[[ Data, beginning ]]
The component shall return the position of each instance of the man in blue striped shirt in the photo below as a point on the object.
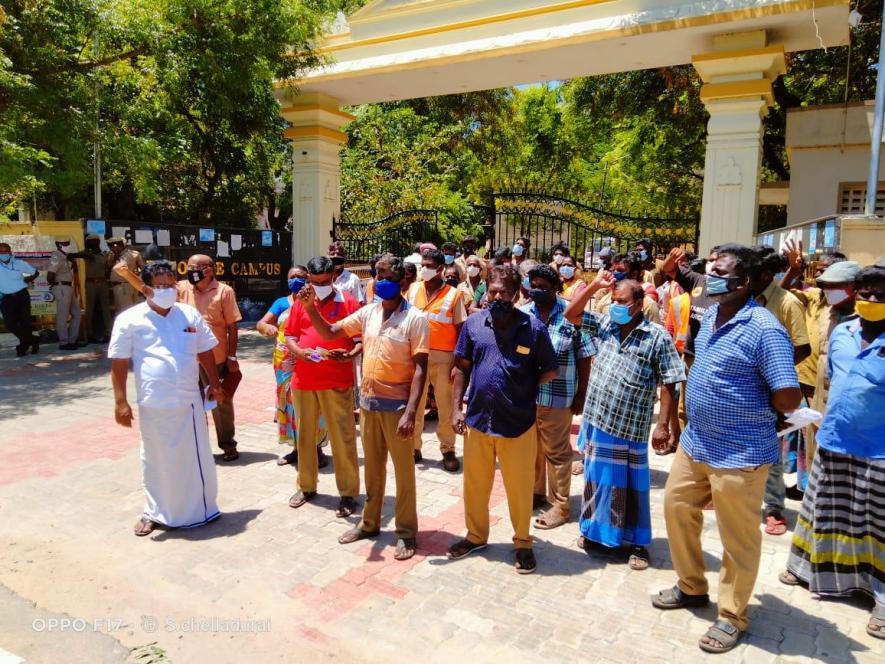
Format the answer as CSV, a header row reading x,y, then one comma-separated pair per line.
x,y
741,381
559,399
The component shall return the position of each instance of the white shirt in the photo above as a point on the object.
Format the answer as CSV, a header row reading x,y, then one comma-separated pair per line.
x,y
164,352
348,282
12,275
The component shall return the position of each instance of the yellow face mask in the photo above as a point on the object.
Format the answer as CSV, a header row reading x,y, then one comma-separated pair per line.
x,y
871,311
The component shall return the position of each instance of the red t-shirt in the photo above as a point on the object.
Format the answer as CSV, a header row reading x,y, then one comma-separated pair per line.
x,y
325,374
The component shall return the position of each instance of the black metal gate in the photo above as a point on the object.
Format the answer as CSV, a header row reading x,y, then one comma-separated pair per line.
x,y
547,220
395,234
[[ Data, end ]]
All that is needed is an exact copy of the entries above, minus the pictures.

The component shall return the position of each instance of the man in blue striped shirt in the photo below as a point on the object.
Format the answer as CSV, a header row reading x,y, then one comma-separated pair per line.
x,y
741,381
559,399
The component shall return the position of each instance of the white shirt in the photo above as a point on the object.
Format the answer as CSV, a header row reading x,y, then one comma-separated pair per line.
x,y
164,352
348,282
12,275
The component shall return the position of each instance of the yellow face mask in the photo above as a point on the object.
Format the answer as CSV, a header row reading x,y, then one comma-separated pair per line.
x,y
871,311
The component shall return the position of each instance of the red t-shirt in the photo above as a point on the object.
Format the answer as CSV, a header row reading x,y, then one comma-separated pair per line.
x,y
325,374
The component shall return the position of each instance of the black metal gate in the photo above as a point on the object.
Format the answer as CSV, a header row reading x,y, then one comma-separated pair per line.
x,y
547,220
395,234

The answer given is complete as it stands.